Detroit City Clerk Janice Winfrey Has Her Say on the Local Election Process      

Janice Winfrey, Detroit City Clerk, left, sits down in an interview with Digital Anchor Andre Ash in Studio 1452 recently.    

The Detroit Primary is less than a week away and with candidates running for mayor, the Detroit City Council, and the Detroit City Clerk – along with the tentative Proposal P vote – there is a lot to look forward to on Tuesday, August 3.

Aside from Detroit voters who are busy getting involved in the local election process, it’s none other than Detroit City Clerk Janice Winfrey who will be behind the scenes that day showing up and showing others how she gets it done.

During a recent interview inside the Real Times Media (RTM) Studio 1452, Michigan Chronicle’s Digital Anchor Andre Ash interviewed Winfrey on her role in holding up her end of democracy and what people should know come Election Day.

“It seems … for anyone following Detroit elections and politics, this particular year has been very quiet around the mayoral conversations if you will,” Ash said, adding that one of the “sticky issues” on the ballot is Proposal P, which was added last minute. “What can voters expect to see when they look at that ballot on Election Day?”

Winfrey said that the short ballot is “still an important ballot” because candidates are vying for the general election come Tuesday, November 2 – but they have to progress out of the primary first.

“When voters vote for the City Council by districts the top two vote-getters move to the general election,” Ash asked to which Winfrey confirmed.

“If we only have two candidates – an incumbent and a challenger – they’re not going to make the primary. You already have your two; they are just going to have a general election,” Winfrey said.

Winfrey, a Detroit City Clerk for over 10 years, said that her high-profile position does not come without its share of issues.

Winfrey told Ash that very soon she will be speaking before Congress to address the problems she has faced, especially with this last election and the previous President Donald Trump.

“I will be talking about the challenges election administrators face and the threats and harassment that we received as a result of the 2020 election,” Winfrey said, adding that she is “defending American democracy,” which she said is the real work for a clerk or election administrator — to hold up democracy to ensure that every citizen – every elector – has a right to cast their vote in a free and fair election without being intimidated or harassed.”

She added that her goal is to ask Congress to consider making intimidation or harassment federal offenses people shouldn’t be harassed and their “lives threatened” for doing their jobs.

Winfrey also said that she plans to speak about the 140-plus lawsuits that Trump filed against her and her office citing voter fraud, in which “every single last one of them” was dismissed.

From implementing ballot drop boxes in 2018, (which Winfrey said is “here to stay”) to making voting more accessible – especially early during the pandemic – the Detroit City Clerk is equally passionate when asked by Ash about striking a balance with voter security.

Winfrey said ballots are sent out securely to voters who request them.

“Additionally, voting by mail or absentee voting is very safe — when we receive those ballots, we must check the signature that is in the qualified voter file (their driver’s license signature.) If that signature does not match, we cannot process that ballot,” Winfrey said, adding that they inform the voter to either sign personally or resign to have a new signature on file. She added that because of health reasons, sometimes people have signatures that differ from time to time, that is why they recheck to ensure accuracy.

Winfrey added that even with all the T’s crossed and I’s dotted, she can only do so much to bring people to the polls with billboards, television and radio commercials, and interviews – it’s, primarily, the candidates who bring people out to vote.

“Turnout is driven by candidates,” she said, adding that the highest voter turnout was at 56 percent in “recent years” in 1996 was the presidential race when Bill Clinton was on the ballot.

She said the turnout rate was “not good enough” but people come out when they are “eager” and excited about what’s on the ballot.

“When they want change; when they want … their voice to be magnified and heard they participate,” she said.

******************************

:: Exercises ::
**a)** According to the article, how many lawsuits did Trump file against Winfrey and her office?
**b)** Write out the passage of the article that opens with the words containing "She added that her" and closes with "who request them.".
The material has nothing to do with the article.

******************************

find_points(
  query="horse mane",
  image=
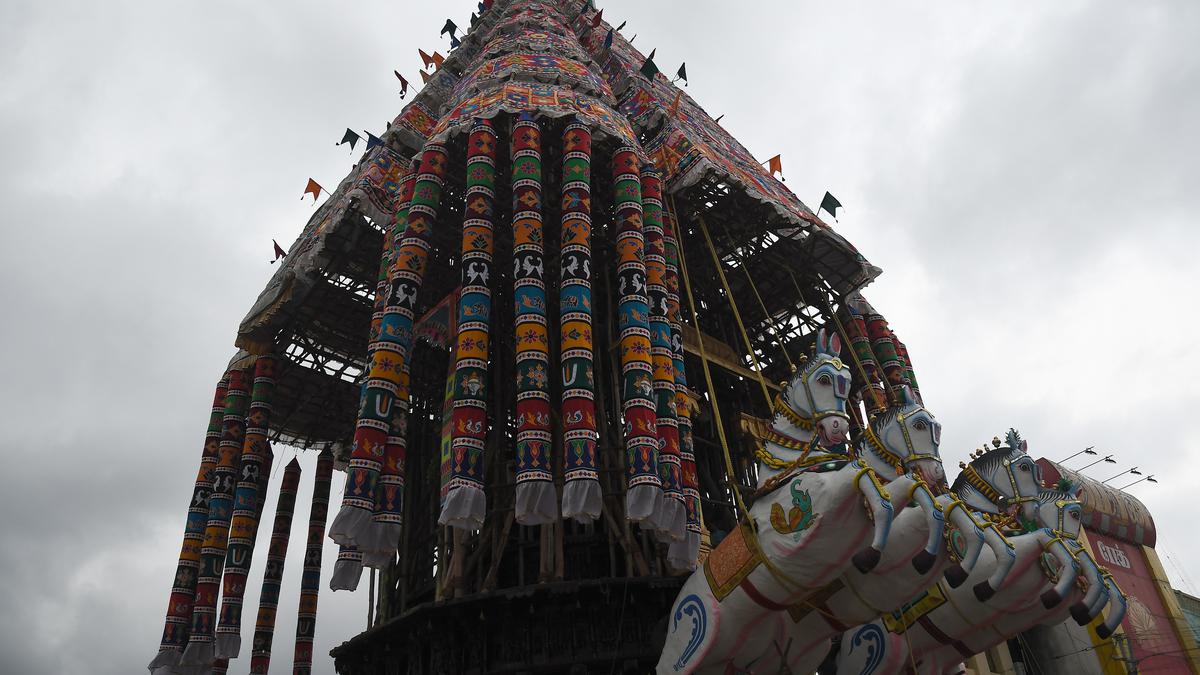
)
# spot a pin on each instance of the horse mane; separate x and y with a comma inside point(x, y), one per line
point(988, 463)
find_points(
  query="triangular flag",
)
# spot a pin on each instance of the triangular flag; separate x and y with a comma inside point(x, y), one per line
point(648, 69)
point(831, 204)
point(349, 137)
point(775, 165)
point(313, 189)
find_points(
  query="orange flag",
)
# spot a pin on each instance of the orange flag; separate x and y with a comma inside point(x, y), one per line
point(775, 166)
point(312, 189)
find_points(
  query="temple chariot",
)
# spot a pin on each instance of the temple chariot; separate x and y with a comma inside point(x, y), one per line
point(597, 380)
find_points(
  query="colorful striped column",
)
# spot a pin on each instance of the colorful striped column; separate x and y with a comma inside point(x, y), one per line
point(871, 392)
point(582, 496)
point(910, 376)
point(387, 519)
point(670, 520)
point(354, 520)
point(199, 650)
point(681, 554)
point(247, 505)
point(183, 590)
point(465, 501)
point(276, 556)
point(310, 583)
point(535, 499)
point(885, 348)
point(645, 488)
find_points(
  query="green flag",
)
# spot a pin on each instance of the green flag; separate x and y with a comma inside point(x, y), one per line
point(649, 70)
point(831, 204)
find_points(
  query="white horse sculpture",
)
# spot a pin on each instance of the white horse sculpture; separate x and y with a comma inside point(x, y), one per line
point(1060, 512)
point(942, 626)
point(819, 513)
point(901, 444)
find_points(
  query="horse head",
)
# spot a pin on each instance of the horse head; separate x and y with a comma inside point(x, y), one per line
point(1001, 479)
point(1060, 511)
point(816, 395)
point(906, 437)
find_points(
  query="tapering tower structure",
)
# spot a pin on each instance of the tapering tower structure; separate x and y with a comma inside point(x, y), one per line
point(498, 322)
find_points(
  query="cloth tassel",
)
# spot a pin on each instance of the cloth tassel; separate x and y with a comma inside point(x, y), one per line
point(255, 471)
point(645, 488)
point(681, 555)
point(199, 650)
point(347, 571)
point(310, 583)
point(463, 505)
point(354, 519)
point(273, 577)
point(183, 591)
point(670, 521)
point(582, 496)
point(535, 497)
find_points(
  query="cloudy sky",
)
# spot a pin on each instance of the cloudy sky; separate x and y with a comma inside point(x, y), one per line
point(1025, 174)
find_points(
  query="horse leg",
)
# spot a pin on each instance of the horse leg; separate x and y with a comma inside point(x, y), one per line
point(879, 503)
point(919, 493)
point(1117, 604)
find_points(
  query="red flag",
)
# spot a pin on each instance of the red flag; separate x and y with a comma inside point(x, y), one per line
point(312, 189)
point(775, 165)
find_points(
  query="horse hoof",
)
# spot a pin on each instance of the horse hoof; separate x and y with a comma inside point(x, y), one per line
point(1080, 614)
point(955, 575)
point(1050, 598)
point(923, 562)
point(865, 560)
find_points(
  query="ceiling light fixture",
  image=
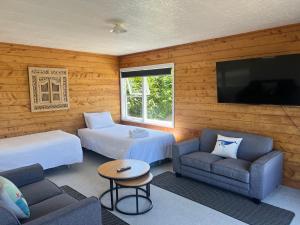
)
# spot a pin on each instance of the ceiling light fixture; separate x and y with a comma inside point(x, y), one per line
point(118, 29)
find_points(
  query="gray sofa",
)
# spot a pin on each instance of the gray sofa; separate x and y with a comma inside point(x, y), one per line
point(255, 173)
point(48, 204)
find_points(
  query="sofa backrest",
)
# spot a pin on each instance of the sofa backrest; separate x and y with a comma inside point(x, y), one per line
point(251, 148)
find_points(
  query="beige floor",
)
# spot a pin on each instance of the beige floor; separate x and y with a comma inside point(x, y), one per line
point(169, 209)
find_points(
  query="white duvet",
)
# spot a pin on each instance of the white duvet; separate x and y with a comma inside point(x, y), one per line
point(50, 149)
point(115, 142)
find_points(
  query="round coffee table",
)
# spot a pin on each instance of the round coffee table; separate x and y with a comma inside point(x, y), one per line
point(136, 183)
point(109, 171)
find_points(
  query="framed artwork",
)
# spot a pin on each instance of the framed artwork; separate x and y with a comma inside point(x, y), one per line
point(48, 89)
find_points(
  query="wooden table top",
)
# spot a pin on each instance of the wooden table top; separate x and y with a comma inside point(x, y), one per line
point(109, 169)
point(138, 182)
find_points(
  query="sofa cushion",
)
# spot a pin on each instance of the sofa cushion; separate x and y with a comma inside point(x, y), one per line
point(200, 160)
point(39, 191)
point(12, 197)
point(49, 205)
point(251, 148)
point(233, 168)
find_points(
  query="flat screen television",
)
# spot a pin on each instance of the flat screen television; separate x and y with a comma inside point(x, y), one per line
point(268, 80)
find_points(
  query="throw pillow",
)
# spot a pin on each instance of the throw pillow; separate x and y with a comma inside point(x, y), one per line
point(13, 199)
point(98, 120)
point(227, 146)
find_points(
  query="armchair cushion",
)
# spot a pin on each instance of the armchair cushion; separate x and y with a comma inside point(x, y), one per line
point(24, 175)
point(49, 205)
point(7, 217)
point(39, 191)
point(236, 169)
point(183, 148)
point(266, 174)
point(86, 211)
point(200, 160)
point(13, 198)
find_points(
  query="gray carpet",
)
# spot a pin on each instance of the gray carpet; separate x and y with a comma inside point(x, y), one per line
point(107, 217)
point(231, 204)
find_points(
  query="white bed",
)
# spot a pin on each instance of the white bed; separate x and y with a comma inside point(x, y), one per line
point(50, 149)
point(114, 142)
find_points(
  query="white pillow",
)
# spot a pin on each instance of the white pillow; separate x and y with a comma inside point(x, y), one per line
point(98, 120)
point(227, 146)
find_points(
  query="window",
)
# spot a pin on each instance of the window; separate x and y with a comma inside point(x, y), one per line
point(148, 94)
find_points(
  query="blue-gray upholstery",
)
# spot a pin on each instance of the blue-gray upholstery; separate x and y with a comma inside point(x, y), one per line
point(39, 191)
point(200, 160)
point(236, 169)
point(251, 148)
point(256, 172)
point(48, 204)
point(6, 216)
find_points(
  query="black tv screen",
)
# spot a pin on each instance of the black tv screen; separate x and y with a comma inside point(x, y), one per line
point(269, 80)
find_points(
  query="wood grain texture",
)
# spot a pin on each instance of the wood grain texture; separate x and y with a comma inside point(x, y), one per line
point(93, 86)
point(196, 104)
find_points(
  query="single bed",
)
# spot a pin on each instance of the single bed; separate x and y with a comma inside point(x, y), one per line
point(114, 142)
point(50, 149)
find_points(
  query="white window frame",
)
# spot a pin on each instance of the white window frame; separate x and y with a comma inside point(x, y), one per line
point(144, 119)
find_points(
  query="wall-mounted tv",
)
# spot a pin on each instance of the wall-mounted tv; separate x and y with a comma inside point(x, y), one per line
point(267, 80)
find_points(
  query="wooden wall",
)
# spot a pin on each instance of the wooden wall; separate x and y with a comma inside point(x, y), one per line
point(93, 86)
point(196, 104)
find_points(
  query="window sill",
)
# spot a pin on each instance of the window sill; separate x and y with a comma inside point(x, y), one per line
point(150, 122)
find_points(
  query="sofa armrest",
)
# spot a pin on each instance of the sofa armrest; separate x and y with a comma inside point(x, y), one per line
point(183, 148)
point(266, 174)
point(86, 211)
point(24, 175)
point(7, 217)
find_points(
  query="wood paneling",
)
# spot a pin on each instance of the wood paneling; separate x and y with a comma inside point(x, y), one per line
point(93, 86)
point(196, 104)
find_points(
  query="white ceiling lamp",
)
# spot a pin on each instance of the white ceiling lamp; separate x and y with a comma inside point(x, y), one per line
point(118, 28)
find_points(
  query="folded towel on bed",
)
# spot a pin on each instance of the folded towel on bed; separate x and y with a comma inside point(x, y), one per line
point(138, 133)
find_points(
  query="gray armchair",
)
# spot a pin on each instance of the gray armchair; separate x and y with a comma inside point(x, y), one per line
point(255, 173)
point(48, 204)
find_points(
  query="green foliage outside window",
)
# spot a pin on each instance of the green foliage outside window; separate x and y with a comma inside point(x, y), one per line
point(159, 97)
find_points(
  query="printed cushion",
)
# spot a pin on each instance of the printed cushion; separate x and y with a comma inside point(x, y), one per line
point(13, 199)
point(227, 146)
point(98, 120)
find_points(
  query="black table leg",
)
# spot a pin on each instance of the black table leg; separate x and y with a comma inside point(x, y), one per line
point(117, 193)
point(148, 190)
point(137, 200)
point(111, 192)
point(111, 184)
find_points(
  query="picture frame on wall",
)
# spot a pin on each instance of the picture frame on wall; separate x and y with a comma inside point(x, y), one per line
point(49, 89)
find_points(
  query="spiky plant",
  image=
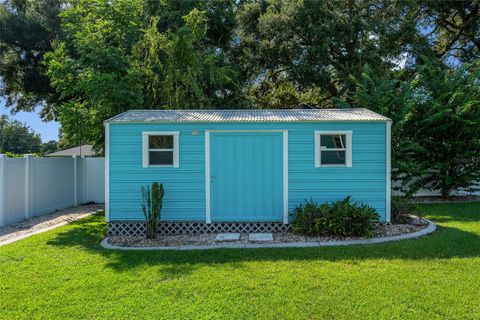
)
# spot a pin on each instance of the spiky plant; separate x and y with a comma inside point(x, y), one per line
point(152, 202)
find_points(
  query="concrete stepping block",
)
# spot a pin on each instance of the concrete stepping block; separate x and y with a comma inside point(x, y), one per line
point(260, 237)
point(227, 237)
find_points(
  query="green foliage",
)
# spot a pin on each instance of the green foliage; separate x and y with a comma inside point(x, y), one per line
point(341, 218)
point(402, 208)
point(305, 215)
point(348, 219)
point(444, 123)
point(152, 203)
point(49, 147)
point(115, 58)
point(17, 137)
point(436, 116)
point(26, 31)
point(293, 47)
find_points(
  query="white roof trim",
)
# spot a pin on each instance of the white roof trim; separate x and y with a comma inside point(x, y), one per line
point(248, 115)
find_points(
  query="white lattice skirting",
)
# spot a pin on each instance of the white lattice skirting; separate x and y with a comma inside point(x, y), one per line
point(130, 228)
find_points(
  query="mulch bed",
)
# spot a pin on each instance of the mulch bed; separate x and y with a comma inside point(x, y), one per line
point(381, 230)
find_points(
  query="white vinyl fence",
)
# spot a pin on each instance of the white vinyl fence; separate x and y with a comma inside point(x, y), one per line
point(34, 186)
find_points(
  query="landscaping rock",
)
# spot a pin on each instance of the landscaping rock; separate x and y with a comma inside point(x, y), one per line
point(381, 230)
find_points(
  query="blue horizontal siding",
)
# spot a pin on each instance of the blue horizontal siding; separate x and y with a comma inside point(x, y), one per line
point(185, 186)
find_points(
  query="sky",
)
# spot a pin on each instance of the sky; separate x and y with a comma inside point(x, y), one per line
point(47, 130)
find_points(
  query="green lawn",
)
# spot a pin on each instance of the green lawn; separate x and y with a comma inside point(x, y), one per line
point(66, 274)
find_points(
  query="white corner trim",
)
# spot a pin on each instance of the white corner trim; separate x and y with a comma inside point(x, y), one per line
point(107, 172)
point(348, 152)
point(3, 190)
point(176, 148)
point(207, 177)
point(75, 182)
point(285, 177)
point(388, 178)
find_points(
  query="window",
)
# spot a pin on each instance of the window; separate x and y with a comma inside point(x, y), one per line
point(333, 148)
point(160, 149)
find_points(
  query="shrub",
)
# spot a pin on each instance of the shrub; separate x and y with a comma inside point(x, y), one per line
point(152, 202)
point(341, 218)
point(401, 209)
point(304, 217)
point(348, 219)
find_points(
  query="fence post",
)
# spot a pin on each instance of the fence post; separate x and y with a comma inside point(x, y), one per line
point(28, 184)
point(3, 190)
point(75, 181)
point(84, 180)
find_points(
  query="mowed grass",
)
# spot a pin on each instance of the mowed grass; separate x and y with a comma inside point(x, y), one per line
point(66, 274)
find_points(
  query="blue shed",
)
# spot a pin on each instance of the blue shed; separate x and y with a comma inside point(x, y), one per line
point(227, 170)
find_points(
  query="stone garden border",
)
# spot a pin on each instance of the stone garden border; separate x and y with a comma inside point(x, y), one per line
point(431, 227)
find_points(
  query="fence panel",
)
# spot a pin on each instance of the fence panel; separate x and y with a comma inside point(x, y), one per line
point(34, 186)
point(14, 189)
point(52, 182)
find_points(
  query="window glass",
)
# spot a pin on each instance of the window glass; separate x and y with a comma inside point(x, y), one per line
point(331, 141)
point(160, 142)
point(333, 157)
point(160, 157)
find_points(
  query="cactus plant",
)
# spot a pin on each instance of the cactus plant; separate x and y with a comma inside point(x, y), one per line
point(152, 202)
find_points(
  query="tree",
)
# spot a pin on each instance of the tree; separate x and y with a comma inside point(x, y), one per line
point(453, 28)
point(49, 147)
point(115, 60)
point(315, 47)
point(435, 132)
point(18, 138)
point(444, 123)
point(27, 31)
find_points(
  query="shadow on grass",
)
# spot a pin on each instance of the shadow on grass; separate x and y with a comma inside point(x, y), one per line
point(445, 243)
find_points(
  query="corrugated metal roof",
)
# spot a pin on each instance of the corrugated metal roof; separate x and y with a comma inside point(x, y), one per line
point(83, 150)
point(249, 115)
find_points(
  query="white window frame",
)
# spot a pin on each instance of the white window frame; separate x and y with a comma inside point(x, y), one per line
point(146, 150)
point(347, 149)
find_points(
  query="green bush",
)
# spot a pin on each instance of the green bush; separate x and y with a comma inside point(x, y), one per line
point(341, 218)
point(305, 215)
point(348, 219)
point(401, 209)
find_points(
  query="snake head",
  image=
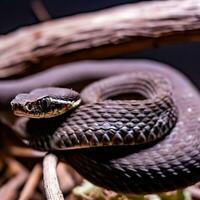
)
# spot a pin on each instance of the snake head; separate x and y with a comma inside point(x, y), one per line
point(45, 102)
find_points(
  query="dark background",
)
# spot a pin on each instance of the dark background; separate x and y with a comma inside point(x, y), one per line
point(17, 13)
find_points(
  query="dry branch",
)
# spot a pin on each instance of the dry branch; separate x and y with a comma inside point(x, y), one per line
point(100, 34)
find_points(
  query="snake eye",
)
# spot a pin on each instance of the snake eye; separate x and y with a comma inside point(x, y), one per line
point(45, 103)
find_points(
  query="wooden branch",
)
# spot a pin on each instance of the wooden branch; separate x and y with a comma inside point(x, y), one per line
point(31, 183)
point(100, 34)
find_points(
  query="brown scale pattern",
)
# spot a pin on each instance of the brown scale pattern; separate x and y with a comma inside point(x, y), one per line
point(111, 123)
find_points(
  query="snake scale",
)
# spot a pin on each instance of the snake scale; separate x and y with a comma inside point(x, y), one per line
point(165, 164)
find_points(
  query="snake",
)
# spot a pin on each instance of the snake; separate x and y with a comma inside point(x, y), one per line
point(141, 146)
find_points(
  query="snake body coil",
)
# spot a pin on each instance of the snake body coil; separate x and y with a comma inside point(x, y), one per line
point(156, 166)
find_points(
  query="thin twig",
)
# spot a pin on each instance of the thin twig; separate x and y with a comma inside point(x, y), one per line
point(31, 183)
point(51, 184)
point(9, 190)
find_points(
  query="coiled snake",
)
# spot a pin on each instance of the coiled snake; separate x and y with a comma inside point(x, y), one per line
point(151, 145)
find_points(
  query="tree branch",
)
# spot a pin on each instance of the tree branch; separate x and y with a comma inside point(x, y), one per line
point(99, 34)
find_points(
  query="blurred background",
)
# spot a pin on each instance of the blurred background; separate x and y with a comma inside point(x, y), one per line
point(18, 13)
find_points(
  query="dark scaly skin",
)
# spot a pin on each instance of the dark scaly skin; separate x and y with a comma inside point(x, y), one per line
point(171, 163)
point(100, 123)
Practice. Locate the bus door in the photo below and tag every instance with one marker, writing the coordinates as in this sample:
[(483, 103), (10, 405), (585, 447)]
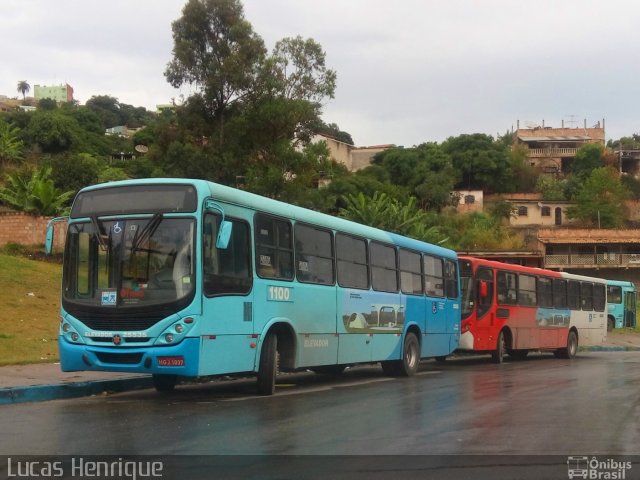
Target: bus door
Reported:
[(630, 309), (485, 321), (227, 321)]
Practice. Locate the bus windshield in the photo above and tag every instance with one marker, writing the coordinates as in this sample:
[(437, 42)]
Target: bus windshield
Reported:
[(120, 263)]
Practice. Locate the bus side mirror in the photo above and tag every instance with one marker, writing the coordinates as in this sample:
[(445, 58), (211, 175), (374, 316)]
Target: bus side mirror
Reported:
[(484, 289), (48, 241), (224, 235)]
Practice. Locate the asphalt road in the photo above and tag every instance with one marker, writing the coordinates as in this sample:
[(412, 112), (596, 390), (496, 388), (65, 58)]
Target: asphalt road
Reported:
[(466, 406)]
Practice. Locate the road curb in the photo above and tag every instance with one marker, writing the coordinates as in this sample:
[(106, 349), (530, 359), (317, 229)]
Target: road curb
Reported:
[(39, 393), (600, 348)]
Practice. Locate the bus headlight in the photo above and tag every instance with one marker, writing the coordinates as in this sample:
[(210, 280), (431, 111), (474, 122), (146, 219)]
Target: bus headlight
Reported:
[(176, 332)]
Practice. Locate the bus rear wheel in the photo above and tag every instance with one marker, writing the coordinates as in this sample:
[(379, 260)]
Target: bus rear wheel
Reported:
[(498, 354), (572, 347), (410, 356), (164, 383), (267, 367), (410, 359)]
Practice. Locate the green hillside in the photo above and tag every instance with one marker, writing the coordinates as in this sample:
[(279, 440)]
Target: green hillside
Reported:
[(29, 295)]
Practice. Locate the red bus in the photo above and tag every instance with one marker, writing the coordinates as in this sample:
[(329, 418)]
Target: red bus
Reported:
[(514, 309)]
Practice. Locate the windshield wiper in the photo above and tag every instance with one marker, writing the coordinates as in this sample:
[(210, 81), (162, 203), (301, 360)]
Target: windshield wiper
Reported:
[(146, 233), (98, 235)]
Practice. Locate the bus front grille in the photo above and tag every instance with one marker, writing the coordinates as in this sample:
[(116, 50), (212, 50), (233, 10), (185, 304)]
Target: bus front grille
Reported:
[(119, 358)]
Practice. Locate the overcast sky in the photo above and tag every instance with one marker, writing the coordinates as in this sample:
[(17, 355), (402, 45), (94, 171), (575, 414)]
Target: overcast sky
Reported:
[(409, 71)]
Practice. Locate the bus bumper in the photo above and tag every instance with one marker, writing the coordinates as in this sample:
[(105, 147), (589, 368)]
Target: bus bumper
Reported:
[(181, 359), (466, 341)]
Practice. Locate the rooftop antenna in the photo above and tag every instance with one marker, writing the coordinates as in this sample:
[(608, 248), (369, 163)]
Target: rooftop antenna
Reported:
[(572, 122)]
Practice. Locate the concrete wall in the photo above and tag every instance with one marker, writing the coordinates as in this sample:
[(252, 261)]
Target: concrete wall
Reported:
[(19, 227)]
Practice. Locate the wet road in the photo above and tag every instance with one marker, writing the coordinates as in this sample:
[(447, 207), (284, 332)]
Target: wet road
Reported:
[(540, 405)]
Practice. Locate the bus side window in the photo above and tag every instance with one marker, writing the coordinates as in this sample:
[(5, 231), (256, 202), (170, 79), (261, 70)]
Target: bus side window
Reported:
[(384, 269), (353, 268), (274, 248), (433, 276), (314, 255), (226, 271)]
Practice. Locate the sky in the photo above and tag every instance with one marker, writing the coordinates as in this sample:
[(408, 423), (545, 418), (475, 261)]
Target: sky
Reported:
[(408, 71)]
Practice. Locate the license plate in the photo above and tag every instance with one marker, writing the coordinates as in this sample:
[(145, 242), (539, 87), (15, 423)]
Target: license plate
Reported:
[(171, 361)]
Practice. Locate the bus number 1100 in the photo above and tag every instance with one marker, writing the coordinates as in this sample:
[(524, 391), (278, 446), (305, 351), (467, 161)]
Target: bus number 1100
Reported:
[(279, 294)]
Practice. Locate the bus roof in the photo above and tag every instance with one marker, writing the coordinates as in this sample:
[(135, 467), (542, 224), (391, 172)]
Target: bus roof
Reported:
[(530, 270), (256, 202)]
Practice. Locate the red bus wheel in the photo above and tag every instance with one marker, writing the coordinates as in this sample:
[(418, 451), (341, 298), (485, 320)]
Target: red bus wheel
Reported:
[(498, 354)]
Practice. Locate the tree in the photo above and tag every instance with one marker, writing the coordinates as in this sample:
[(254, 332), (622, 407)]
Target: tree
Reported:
[(35, 193), (383, 212), (482, 163), (601, 200), (217, 52), (24, 88), (296, 71), (11, 145), (53, 131)]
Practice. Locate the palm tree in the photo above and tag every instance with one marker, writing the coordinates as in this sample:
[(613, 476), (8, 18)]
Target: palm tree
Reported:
[(24, 88)]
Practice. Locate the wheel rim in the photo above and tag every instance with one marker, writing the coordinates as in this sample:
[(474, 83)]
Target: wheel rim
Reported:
[(573, 344), (411, 356)]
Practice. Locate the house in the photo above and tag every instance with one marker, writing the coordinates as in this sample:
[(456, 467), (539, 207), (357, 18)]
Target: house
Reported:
[(59, 93), (553, 149), (352, 157)]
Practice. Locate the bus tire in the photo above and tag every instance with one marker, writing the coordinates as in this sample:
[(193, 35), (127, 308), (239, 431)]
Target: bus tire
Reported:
[(390, 368), (518, 354), (498, 354), (571, 348), (267, 367), (410, 356), (164, 383)]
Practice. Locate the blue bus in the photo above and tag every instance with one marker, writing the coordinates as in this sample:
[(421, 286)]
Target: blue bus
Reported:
[(621, 304), (187, 278)]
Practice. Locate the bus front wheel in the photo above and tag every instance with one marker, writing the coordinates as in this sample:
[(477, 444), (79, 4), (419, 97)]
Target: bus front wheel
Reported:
[(267, 367), (498, 354), (572, 346), (164, 383)]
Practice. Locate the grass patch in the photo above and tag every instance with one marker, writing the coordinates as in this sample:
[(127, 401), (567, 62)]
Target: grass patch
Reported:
[(30, 299)]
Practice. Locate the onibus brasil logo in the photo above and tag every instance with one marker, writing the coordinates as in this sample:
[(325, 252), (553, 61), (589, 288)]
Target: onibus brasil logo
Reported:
[(597, 469)]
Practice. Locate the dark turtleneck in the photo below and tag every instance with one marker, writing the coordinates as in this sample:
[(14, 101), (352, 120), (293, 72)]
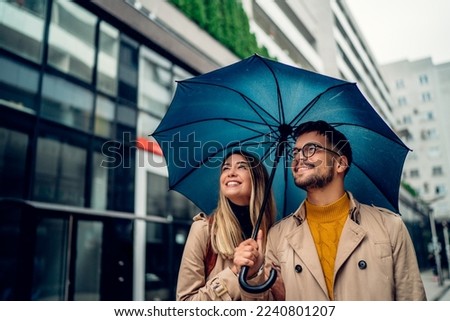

******************************

:: Solutions to the problems ::
**a)** He filed 140-plus lawsuits.

**b)**
She added that her goal is to ask Congress to consider making intimidation or harassment federal offenses people shouldn’t be harassed and their “lives threatened” for doing their jobs.

Winfrey also said that she plans to speak about the 140-plus lawsuits that Trump filed against her and her office citing voter fraud, in which “every single last one of them” was dismissed.

From implementing ballot drop boxes in 2018, (which Winfrey said is “here to stay”) to making voting more accessible – especially early during the pandemic – the Detroit City Clerk is equally passionate when asked by Ash about striking a balance with voter security.

Winfrey said ballots are sent out securely to voters who request them.